=== GIVEN INSTRUCTION ===
Reproduce the lines of the material below word for word, from the line containing "Given the photograph below" through the line containing "When queried with", inclusive, and leave the pictures out of your answer.
===== GIVEN DATA =====
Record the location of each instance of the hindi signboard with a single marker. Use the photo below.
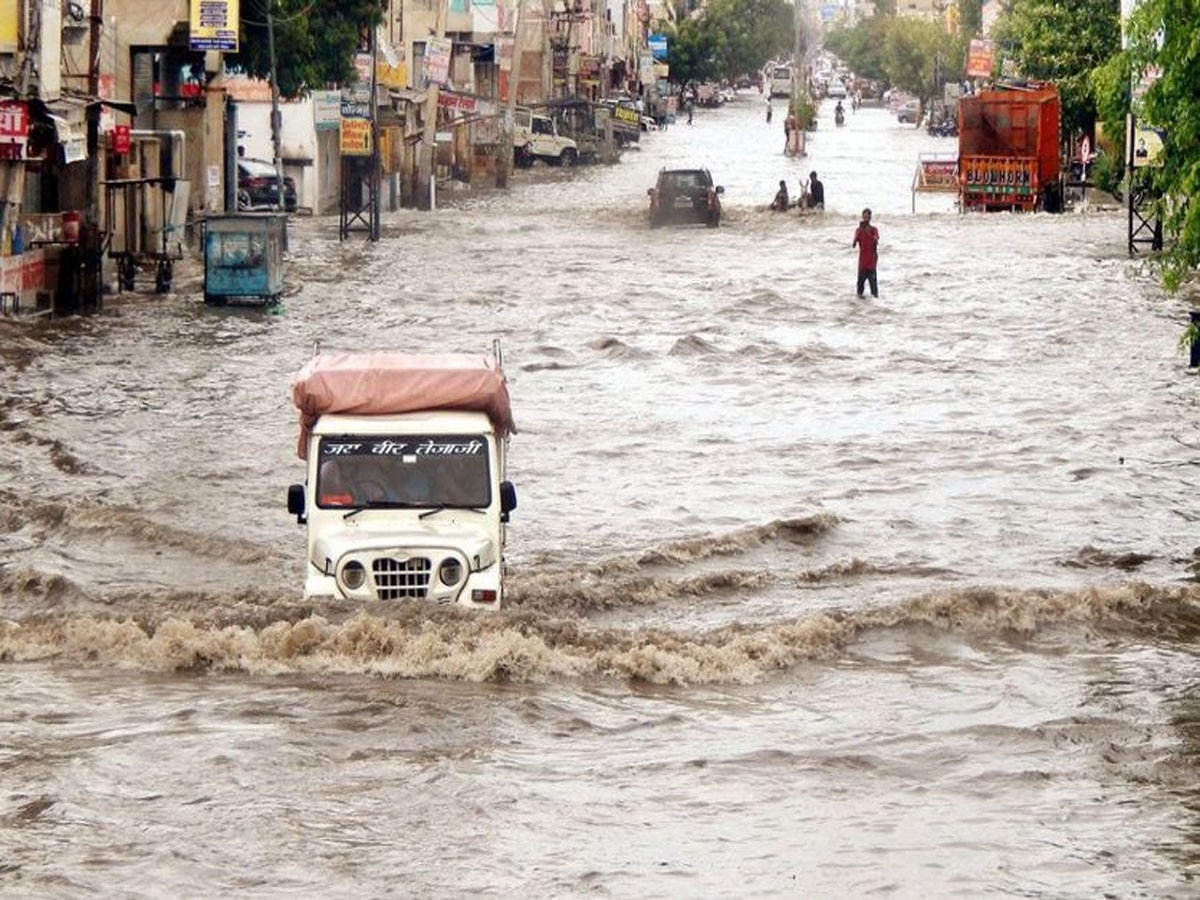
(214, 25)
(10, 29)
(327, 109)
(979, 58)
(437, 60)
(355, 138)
=====
===== GIVEN DATA =====
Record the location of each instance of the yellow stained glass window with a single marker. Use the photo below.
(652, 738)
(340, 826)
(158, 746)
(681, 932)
=====
===== GIVEN DATA =====
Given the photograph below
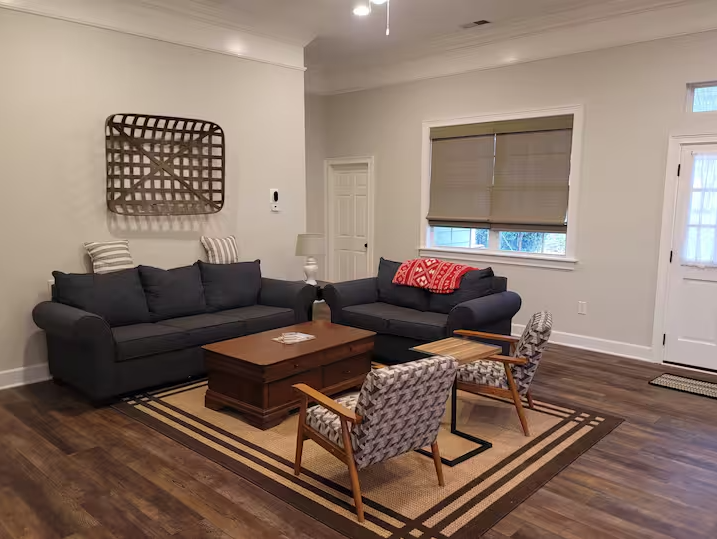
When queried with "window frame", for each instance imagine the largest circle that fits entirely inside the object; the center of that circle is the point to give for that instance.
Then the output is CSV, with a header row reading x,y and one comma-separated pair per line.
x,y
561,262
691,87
=====
=== EXERCISE ANSWER ===
Given the photograph below
When queried with "window frame", for each instance imagine the largest circle that fits entirely inside the object; the center of that circle is the point to give for that instance.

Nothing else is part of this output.